━━━ Extrait retenu

FICHE DE LECTURE

INFORMATIONS PARATEXTUELLES

Auteur : Anne BRAGANCE Titre : Virginia Woolf ou la dame sur le piédestal Lieu : Paris Édition : Des femmes Année : 1984 Pages : 155 p. Cote : PR 6045 o72 Z593 Désignation générique : Aucune

Bibliographie de l’auteur : Elle a une trentaine de romans, de nouvelles et d’essais à son actif.

Biographée : Virginia Woolf

Quatrième de couverture : [Reproduction intégrale] «“Les livres envahissent tout, et toujours nous dévore le même sentiment d’aventure”, écrivait Virginia Woolf. Il s’agit bien ici d’un envahissement et même d’une emprise tout à fait singulière. Anne Bragance raconte l’aventure du sentiment complexe et orageux que lui inspira l’œuvre de son aînée. Aveux complets, flux et reflux de cette passion, tout est dit enfin, jusqu’aux révoltes, jusqu’aux ruses nécessaires qui permettent à l’une de se délivrer du “poids des mots” de l’autre pour, un jour, écrire à son tour.»

Préface : Aucune

Rabats : Oui, mais vierges !

━━━━━━
━━━ Liste fournie

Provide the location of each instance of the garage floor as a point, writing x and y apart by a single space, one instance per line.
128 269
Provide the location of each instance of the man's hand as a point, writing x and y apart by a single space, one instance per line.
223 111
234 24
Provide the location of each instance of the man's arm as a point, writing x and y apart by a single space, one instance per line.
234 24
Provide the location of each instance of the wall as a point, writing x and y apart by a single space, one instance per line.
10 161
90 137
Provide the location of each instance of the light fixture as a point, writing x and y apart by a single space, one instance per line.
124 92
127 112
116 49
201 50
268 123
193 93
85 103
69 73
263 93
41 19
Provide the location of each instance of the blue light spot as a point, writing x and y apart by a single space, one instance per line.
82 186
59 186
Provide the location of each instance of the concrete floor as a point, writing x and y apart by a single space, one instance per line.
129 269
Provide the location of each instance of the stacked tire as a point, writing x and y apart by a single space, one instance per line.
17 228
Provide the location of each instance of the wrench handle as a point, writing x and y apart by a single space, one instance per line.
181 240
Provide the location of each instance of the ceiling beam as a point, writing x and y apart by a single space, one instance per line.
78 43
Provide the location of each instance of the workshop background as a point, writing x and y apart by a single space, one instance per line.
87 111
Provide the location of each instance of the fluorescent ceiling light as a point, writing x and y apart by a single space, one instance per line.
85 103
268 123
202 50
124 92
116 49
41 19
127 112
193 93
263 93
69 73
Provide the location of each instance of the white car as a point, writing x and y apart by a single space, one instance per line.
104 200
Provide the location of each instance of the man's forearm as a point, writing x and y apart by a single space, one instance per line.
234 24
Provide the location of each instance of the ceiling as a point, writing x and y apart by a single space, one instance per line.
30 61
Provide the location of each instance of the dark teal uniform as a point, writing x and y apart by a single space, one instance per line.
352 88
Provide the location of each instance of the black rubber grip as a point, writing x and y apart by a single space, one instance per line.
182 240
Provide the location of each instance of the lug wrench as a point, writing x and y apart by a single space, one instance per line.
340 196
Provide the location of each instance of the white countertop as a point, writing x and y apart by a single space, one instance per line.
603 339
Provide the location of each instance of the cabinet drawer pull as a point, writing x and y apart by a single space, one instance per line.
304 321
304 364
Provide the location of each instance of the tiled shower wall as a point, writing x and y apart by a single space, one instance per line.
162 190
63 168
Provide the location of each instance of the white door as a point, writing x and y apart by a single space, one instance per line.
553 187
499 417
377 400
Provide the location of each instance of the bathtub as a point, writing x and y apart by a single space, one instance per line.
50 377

━━━━━━

§ **Exercice proposé 1**: Recopiez le passage de la fiche de lecture qui commence par « Auteur : Anne » et se poursuit jusqu'à « à son actif. ».
§ **Exercice proposé 2**: Selon la fiche de lecture, quelle maison d'édition a publié l'ouvrage et dans quelle ville ?

§ **Réponse complète 1**:
Auteur : Anne BRAGANCE Titre : Virginia Woolf ou la dame sur le piédestal Lieu : Paris Édition : Des femmes Année : 1984 Pages : 155 p. Cote : PR 6045 o72 Z593 Désignation générique : Aucune

Bibliographie de l’auteur : Elle a une trentaine de romans, de nouvelles et d’essais à son actif.

§ **Réponse complète 2**: Des femmes, à Paris.